====== PROVIDED MATERIAL ======

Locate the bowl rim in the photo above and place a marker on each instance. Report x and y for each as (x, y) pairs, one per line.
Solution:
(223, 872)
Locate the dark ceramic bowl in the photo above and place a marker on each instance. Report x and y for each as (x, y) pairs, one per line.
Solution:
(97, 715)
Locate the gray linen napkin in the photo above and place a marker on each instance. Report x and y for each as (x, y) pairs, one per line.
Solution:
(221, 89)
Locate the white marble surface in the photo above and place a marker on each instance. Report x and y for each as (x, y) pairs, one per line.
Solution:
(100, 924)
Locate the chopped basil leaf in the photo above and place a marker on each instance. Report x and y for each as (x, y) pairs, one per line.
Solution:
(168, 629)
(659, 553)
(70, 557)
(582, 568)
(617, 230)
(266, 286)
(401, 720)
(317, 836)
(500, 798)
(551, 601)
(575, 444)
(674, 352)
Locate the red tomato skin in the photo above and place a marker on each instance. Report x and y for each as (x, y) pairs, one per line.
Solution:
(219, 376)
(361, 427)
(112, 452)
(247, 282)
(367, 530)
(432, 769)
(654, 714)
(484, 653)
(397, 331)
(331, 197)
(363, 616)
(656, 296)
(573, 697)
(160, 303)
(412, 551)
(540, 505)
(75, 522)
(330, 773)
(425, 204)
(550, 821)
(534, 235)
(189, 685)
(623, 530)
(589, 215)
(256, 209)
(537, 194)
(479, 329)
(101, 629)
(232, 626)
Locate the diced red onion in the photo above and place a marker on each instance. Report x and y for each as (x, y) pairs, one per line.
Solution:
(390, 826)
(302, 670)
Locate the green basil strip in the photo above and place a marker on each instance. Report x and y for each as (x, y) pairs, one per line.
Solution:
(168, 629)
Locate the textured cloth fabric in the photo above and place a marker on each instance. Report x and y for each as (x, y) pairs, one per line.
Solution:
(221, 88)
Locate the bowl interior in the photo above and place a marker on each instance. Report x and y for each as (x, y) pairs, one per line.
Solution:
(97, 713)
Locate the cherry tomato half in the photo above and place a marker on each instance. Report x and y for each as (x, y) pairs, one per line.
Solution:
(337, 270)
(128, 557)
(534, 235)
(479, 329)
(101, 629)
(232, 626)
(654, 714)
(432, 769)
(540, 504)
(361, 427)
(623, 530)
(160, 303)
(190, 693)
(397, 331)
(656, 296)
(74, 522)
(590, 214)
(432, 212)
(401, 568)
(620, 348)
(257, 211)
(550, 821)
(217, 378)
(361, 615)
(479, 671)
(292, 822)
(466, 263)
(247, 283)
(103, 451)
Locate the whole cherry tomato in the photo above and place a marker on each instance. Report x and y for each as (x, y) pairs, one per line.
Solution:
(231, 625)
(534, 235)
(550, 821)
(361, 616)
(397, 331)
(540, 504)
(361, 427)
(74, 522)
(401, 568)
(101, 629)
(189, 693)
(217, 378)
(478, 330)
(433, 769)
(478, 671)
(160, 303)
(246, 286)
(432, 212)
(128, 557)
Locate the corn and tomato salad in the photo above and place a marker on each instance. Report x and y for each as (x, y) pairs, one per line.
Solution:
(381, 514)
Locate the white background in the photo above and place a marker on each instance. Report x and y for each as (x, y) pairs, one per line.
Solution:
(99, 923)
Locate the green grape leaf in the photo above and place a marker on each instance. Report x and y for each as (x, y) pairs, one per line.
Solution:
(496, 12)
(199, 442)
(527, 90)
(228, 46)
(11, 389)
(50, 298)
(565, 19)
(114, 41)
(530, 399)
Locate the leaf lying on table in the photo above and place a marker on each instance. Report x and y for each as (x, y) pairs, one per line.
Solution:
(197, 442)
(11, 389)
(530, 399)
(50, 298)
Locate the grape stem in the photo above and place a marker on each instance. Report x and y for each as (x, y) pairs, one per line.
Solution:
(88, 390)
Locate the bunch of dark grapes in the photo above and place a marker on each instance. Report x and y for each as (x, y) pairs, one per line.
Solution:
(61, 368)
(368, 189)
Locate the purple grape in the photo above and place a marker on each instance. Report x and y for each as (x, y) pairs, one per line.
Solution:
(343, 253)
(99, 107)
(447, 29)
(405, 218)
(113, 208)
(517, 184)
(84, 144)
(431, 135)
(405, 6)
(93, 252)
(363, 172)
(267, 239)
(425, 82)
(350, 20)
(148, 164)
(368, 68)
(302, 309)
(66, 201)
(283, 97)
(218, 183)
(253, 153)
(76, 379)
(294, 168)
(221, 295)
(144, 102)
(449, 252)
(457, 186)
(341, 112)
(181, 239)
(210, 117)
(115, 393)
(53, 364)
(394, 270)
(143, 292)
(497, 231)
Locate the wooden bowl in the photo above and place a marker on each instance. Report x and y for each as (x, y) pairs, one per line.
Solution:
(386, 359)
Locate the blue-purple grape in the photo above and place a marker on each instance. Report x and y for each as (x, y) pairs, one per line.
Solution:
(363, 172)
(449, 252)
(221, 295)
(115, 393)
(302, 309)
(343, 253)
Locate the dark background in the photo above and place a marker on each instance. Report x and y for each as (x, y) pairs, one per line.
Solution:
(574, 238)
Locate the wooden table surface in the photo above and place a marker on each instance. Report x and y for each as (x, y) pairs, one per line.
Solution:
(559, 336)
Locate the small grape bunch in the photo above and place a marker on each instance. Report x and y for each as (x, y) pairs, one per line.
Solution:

======

SHORT EXERCISE: Render all of the data above as a Markdown table with two columns, Row and Line. Number each line in order and omit blank lines.

RESPONSE FOR THIS EXERCISE:
| Row | Line |
|---|---|
| 1 | Locate the bowl rim in the photo above and place a marker on each instance. Report x and y for each as (x, y) pairs, one per line. |
| 2 | Solution: |
| 3 | (223, 872) |
| 4 | Locate the dark ceramic bowl in the photo above and place a marker on each instance. Report x and y for each as (x, y) pairs, one per line. |
| 5 | Solution: |
| 6 | (97, 715) |
| 7 | Locate the gray linen napkin in the photo above and place a marker on each instance. Report x and y for each as (x, y) pairs, one per line. |
| 8 | Solution: |
| 9 | (221, 89) |
| 10 | Locate the white marble surface in the photo above and place a marker on each instance. Report x and y for each as (x, y) pairs, one per line. |
| 11 | Solution: |
| 12 | (100, 924) |
| 13 | Locate the chopped basil leaf in the photo above and place a marker on each instance. Report x and y for each as (x, y) pairs, one per line. |
| 14 | Solution: |
| 15 | (168, 629) |
| 16 | (659, 553) |
| 17 | (70, 557) |
| 18 | (582, 568) |
| 19 | (617, 230) |
| 20 | (266, 286) |
| 21 | (401, 720) |
| 22 | (317, 836) |
| 23 | (500, 798) |
| 24 | (551, 601) |
| 25 | (575, 444) |
| 26 | (674, 352) |
| 27 | Locate the red tomato skin in the photo above and place a marker on each instance. Report x and y for each as (x, y) pairs, one per line. |
| 28 | Solution: |
| 29 | (219, 376) |
| 30 | (361, 427) |
| 31 | (112, 452) |
| 32 | (247, 282) |
| 33 | (367, 530) |
| 34 | (432, 769) |
| 35 | (654, 714) |
| 36 | (484, 653) |
| 37 | (397, 331) |
| 38 | (331, 197) |
| 39 | (363, 616) |
| 40 | (656, 296) |
| 41 | (573, 697) |
| 42 | (160, 303) |
| 43 | (412, 551) |
| 44 | (540, 505) |
| 45 | (75, 522) |
| 46 | (330, 773) |
| 47 | (425, 204) |
| 48 | (550, 821) |
| 49 | (534, 235) |
| 50 | (189, 685) |
| 51 | (623, 530) |
| 52 | (589, 215) |
| 53 | (256, 209) |
| 54 | (537, 194) |
| 55 | (479, 329) |
| 56 | (101, 629) |
| 57 | (232, 626) |
| 58 | Locate the diced red onion in the photo above and place a marker on each instance. Report x and y for each as (x, y) pairs, one per line. |
| 59 | Solution: |
| 60 | (390, 826) |
| 61 | (302, 670) |
| 62 | Locate the green basil strip in the photo above and place a marker on each instance. Report x and y for each as (x, y) pairs, one per line. |
| 63 | Solution: |
| 64 | (168, 629) |
| 65 | Locate the textured cloth fabric in the photo above and place a marker on each instance. Report x and y for each as (x, y) pairs, one per line. |
| 66 | Solution: |
| 67 | (221, 88) |
| 68 | Locate the bowl interior in the photo above and place a marker on each instance. Report x and y for each as (x, y) pairs, one per line. |
| 69 | Solution: |
| 70 | (97, 713) |
| 71 | Locate the cherry tomato half in the photo above and place a marker on each instance. Report x and y for each as (x, y) pairs, one per line. |
| 72 | Solution: |
| 73 | (337, 270) |
| 74 | (128, 557) |
| 75 | (534, 235) |
| 76 | (479, 329) |
| 77 | (101, 629) |
| 78 | (232, 626) |
| 79 | (654, 714) |
| 80 | (432, 769) |
| 81 | (540, 504) |
| 82 | (361, 427) |
| 83 | (623, 530) |
| 84 | (160, 303) |
| 85 | (190, 693) |
| 86 | (397, 331) |
| 87 | (656, 296) |
| 88 | (74, 522) |
| 89 | (590, 214) |
| 90 | (432, 212) |
| 91 | (401, 568) |
| 92 | (620, 348) |
| 93 | (257, 211) |
| 94 | (550, 821) |
| 95 | (217, 378) |
| 96 | (361, 615) |
| 97 | (479, 671) |
| 98 | (292, 822) |
| 99 | (466, 263) |
| 100 | (247, 283) |
| 101 | (103, 451) |
| 102 | Locate the whole cherry tomato in the photo above and place a marker on each instance. Report x and y for each as (x, y) pairs, one per line. |
| 103 | Solution: |
| 104 | (231, 625) |
| 105 | (534, 235) |
| 106 | (550, 821) |
| 107 | (361, 616) |
| 108 | (397, 331) |
| 109 | (540, 504) |
| 110 | (361, 427) |
| 111 | (74, 522) |
| 112 | (401, 568) |
| 113 | (101, 629) |
| 114 | (189, 693) |
| 115 | (217, 378) |
| 116 | (478, 330) |
| 117 | (433, 769) |
| 118 | (478, 671) |
| 119 | (160, 303) |
| 120 | (246, 286) |
| 121 | (432, 212) |
| 122 | (128, 557) |
| 123 | Locate the corn and tomato salad in the photo above and place a marker on each instance. Report x and y for each as (x, y) pairs, one per line. |
| 124 | Solution: |
| 125 | (381, 514) |
| 126 | Locate the white background in the photo above and place a marker on each instance. Report x and y for each as (x, y) pairs, one per line. |
| 127 | Solution: |
| 128 | (99, 923) |
| 129 | Locate the green grape leaf in the photo above and place a marker on each instance. Report x and y for each as (x, y) pairs, one per line. |
| 130 | Solution: |
| 131 | (496, 12) |
| 132 | (199, 442) |
| 133 | (527, 90) |
| 134 | (228, 46) |
| 135 | (11, 389) |
| 136 | (50, 298) |
| 137 | (565, 19) |
| 138 | (114, 41) |
| 139 | (530, 399) |
| 140 | Locate the leaf lying on table in the photo above and place a marker on each instance. Report x and y for each as (x, y) pairs, one per line. |
| 141 | Solution: |
| 142 | (197, 442) |
| 143 | (11, 389) |
| 144 | (530, 399) |
| 145 | (50, 298) |
| 146 | Locate the grape stem in the photo above and place a marker on each instance. Report x and y for each as (x, y) pairs, one per line. |
| 147 | Solution: |
| 148 | (88, 390) |
| 149 | Locate the bunch of dark grapes in the photo above and place a marker on each instance. Report x and y for each as (x, y) pairs, one per line. |
| 150 | Solution: |
| 151 | (61, 368) |
| 152 | (368, 189) |
| 153 | Locate the purple grape in the photo above and place a marker on each instance. Report x and y for each as (x, y) pairs, one per line. |
| 154 | Solution: |
| 155 | (343, 253) |
| 156 | (99, 107) |
| 157 | (447, 29) |
| 158 | (405, 218) |
| 159 | (113, 208) |
| 160 | (517, 184) |
| 161 | (84, 144) |
| 162 | (431, 135) |
| 163 | (405, 6) |
| 164 | (93, 252) |
| 165 | (363, 172) |
| 166 | (267, 239) |
| 167 | (425, 82) |
| 168 | (350, 20) |
| 169 | (148, 164) |
| 170 | (368, 68) |
| 171 | (302, 309) |
| 172 | (66, 201) |
| 173 | (283, 97) |
| 174 | (218, 183) |
| 175 | (253, 153) |
| 176 | (76, 379) |
| 177 | (294, 168) |
| 178 | (221, 295) |
| 179 | (144, 102) |
| 180 | (449, 252) |
| 181 | (457, 186) |
| 182 | (341, 112) |
| 183 | (181, 239) |
| 184 | (210, 117) |
| 185 | (115, 393) |
| 186 | (53, 364) |
| 187 | (394, 270) |
| 188 | (143, 292) |
| 189 | (497, 231) |
| 190 | Locate the wooden bowl in the photo above and place a marker on each instance. Report x and y for each as (x, y) pairs, one per line. |
| 191 | Solution: |
| 192 | (386, 359) |
| 193 | Locate the blue-purple grape in the photo above and place a marker on each instance. Report x and y for each as (x, y) pairs, one per line. |
| 194 | Solution: |
| 195 | (363, 172) |
| 196 | (449, 252) |
| 197 | (221, 295) |
| 198 | (115, 393) |
| 199 | (302, 309) |
| 200 | (343, 253) |
| 201 | Locate the dark background in the photo above and place a marker on each instance. Report x and y for each as (x, y) pairs, one per line. |
| 202 | Solution: |
| 203 | (574, 238) |
| 204 | Locate the wooden table surface in the photo above and place a marker on each instance. Report x and y for each as (x, y) pairs, one per line. |
| 205 | Solution: |
| 206 | (559, 336) |
| 207 | Locate the small grape bunch in the photo above and place a marker on each instance. Report x and y for each as (x, y) pairs, one per line. |
| 208 | Solution: |